[begin PASSAGE PROVIDED]

Leaders to Focus On Cooperation At Drug Summit

Andean strategy remains: intelligence, interdiction, and economic assistance

PRESIDENT Bush and leaders of five South American nations and Mexico will meet in San Antonio tomorrow and Thursday to expand cooperation in the war on drugs.

The United States is the world's largest consumer of cocaine. Colombia produces three-quarters of the world supply of that drug from coca leaves grown in Bolivia and Peru. Venezuela, Ecuador, and Mexico have become significant transshipment and money-laundering centers for the drug trade.

The overall picture has changed little in the two years since a summit in Cartagena, Colombia, among that country, the US, Bolivia, and Peru. The summit was noted for recognizing that the drug trade is not the fault of either supplying or consuming countries, but rather is a shared problem that they should address jointly.

The resulting "Andean strategy" committed the US to reduce its demand for cocaine and to provide $2 billion in economic and military aid over a three-year period for drug-producing countries to eradicate coca plants and encourage crop substitution. There have been successes. Drug use has declined significantly in the US, while Colombia broke up the Medellin cocaine cartel.

Bob Martinez, Bush's drug czar, sees "dramatic change" in countries that had not cooperated formerly nor even shown that they could interdict the flow of drugs effectively. Mr. Martinez points to the increase in the US street price of cocaine as suggesting that foreign interdiction efforts are making the drug harder to get in the US.

[end PASSAGE PROVIDED]

— TASKS FOR THIS EXERCISE —
A. Repeat the passage of the drug summit article starting at "The overall picture" and ending at "should address jointly.".
B. Answer these from the drug summit article, one line each:
(i) In which city will the leaders meet?
(ii) How much aid did the Andean strategy commit the US to provide, and over what period?
(iii) Which cartel did Colombia break up?
The data has nothing to do with the drug summit article.

[begin RECORD EXTRACTS]

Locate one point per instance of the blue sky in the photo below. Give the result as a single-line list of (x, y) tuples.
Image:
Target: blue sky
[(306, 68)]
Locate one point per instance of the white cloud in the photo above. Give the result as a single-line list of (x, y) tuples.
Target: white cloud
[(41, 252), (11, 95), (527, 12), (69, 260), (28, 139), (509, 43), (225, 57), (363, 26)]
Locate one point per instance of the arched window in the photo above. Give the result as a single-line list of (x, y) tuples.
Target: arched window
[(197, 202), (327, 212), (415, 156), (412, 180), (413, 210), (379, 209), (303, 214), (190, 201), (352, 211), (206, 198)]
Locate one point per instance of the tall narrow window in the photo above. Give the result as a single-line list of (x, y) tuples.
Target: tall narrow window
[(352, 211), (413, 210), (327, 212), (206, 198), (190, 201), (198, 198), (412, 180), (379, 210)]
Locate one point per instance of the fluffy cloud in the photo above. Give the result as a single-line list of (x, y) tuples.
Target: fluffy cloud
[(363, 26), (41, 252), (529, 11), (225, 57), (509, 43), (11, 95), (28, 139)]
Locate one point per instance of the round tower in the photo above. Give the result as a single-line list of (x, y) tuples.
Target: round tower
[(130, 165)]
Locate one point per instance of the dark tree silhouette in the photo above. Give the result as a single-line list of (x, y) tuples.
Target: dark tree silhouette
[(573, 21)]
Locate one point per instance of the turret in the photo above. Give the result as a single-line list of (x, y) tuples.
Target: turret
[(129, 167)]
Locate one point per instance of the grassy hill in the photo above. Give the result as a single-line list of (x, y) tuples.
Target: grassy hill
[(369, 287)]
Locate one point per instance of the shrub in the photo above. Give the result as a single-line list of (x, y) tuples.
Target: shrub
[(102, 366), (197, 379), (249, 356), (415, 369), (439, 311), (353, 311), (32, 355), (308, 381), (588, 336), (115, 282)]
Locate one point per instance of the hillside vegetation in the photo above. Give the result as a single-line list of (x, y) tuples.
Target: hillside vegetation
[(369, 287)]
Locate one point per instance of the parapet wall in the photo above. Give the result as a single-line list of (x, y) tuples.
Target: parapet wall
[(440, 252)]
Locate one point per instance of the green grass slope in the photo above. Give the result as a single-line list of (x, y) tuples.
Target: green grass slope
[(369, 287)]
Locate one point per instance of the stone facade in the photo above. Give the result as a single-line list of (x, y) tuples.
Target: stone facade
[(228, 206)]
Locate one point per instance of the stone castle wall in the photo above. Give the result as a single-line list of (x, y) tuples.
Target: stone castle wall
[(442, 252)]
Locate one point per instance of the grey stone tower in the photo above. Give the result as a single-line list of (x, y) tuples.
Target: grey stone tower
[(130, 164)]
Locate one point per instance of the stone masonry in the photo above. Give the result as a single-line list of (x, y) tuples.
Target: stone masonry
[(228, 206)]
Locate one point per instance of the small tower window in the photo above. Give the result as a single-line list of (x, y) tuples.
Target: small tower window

[end RECORD EXTRACTS]

— RESPONSES —
A.
The overall picture has changed little in the two years since a summit in Cartagena, Colombia, among that country, the US, Bolivia, and Peru. The summit was noted for recognizing that the drug trade is not the fault of either supplying or consuming countries, but rather is a shared problem that they should address jointly.

B.
(i) San Antonio
(ii) $2 billion over a three-year period
(iii) The Medellin cocaine cartel